**GIVEN PASSAGE**.

Studies of DNA-binding properties of lafutidine as adjuvant anticancer agent to calf thymus DNA using multi-spectroscopic approaches, NMR relaxation data, molecular docking and dynamical simulation

- NMR relaxation rates were used to study the association of lafutidine-ctDNA.
- The interaction follows the static quenching mechanism.
- A comprehensive pathway is suggested that lafutidine interacted with ctDNA by groove binding mode.
- Hydrogen bonds and van der Waals forces were the major binding forces.
- Theoretical studies showed the binding mode of lafutidine is at A-T rich region of DNA.

The interactions between lafutidine (LAF) and calf thymus DNA (ctDNA) have been investigated both experimentally and theoretically. UV-vis absorption studies confirmed that LAF binds to ctDNA through non-covalent interactions. Fluorescence quenching and time-resolved fluorescence spectroscopy studies showed that the binding of LAF with ctDNA occurred through static quenching mechanism, resulting in the formation of a LAF-ctDNA complex. The binding constants (K) of the complex were found to be around 103 M−1 via NMR relaxation rates and fluorescence data, and the calculated thermodynamic parameters indicated that hydrogen bonds and van der Waals forces played major roles in the binding of LAF to ctDNA. The changes in CD spectra indicated that LAF induced a slight perturbation on the base stacking and helicity of B-DNA. A comparative study of the LAF-ctDNA complex with respect to potassium iodide quenching experiments and competition displacement assays with ethidium bromide, acridine orange, and Hoechst 33258 probes suggested that LAF interacted with ctDNA by minor groove mode. Molecular docking analysis further supported the minor groove binding. Molecular dynamics simulation indicated that LAF depart from the C-G region of DNA, but it can steadily bind with the middle part of DNA composed by A-T base pairs.

**EXTRACTED RECORDS**.
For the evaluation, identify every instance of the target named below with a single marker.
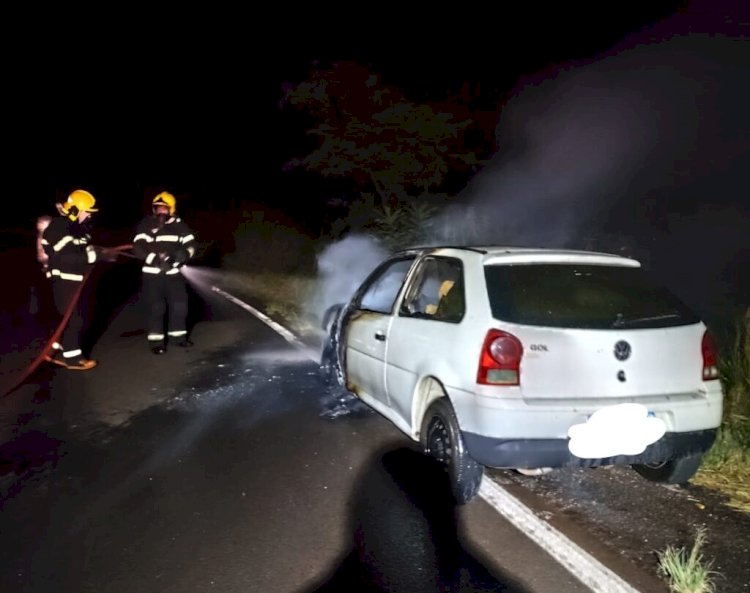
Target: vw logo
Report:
(622, 350)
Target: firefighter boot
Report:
(82, 364)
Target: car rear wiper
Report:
(622, 322)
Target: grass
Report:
(687, 572)
(726, 467)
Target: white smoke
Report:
(342, 267)
(574, 144)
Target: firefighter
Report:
(69, 254)
(165, 244)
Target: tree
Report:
(386, 144)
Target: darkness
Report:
(189, 101)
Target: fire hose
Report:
(106, 252)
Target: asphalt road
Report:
(229, 467)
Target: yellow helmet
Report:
(79, 201)
(165, 199)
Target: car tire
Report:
(674, 471)
(441, 438)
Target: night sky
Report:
(189, 100)
(631, 117)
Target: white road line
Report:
(280, 329)
(580, 563)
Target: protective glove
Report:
(181, 257)
(164, 262)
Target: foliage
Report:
(687, 573)
(386, 144)
(726, 467)
(404, 225)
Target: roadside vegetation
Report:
(687, 572)
(727, 466)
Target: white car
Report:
(530, 359)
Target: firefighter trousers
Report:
(65, 294)
(165, 296)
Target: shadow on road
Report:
(404, 535)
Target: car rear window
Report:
(582, 296)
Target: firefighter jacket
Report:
(67, 244)
(164, 248)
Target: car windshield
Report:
(582, 296)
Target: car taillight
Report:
(500, 360)
(710, 362)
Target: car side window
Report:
(438, 292)
(383, 289)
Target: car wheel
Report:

**PROBLEM TO SOLVE**.
Please state which two forces the lafutidine DNA-binding abstract identifies as the major binding forces. The records were drawn from a different source than the text.

**WORKED SOLUTION**.
Hydrogen bonds and van der Waals forces.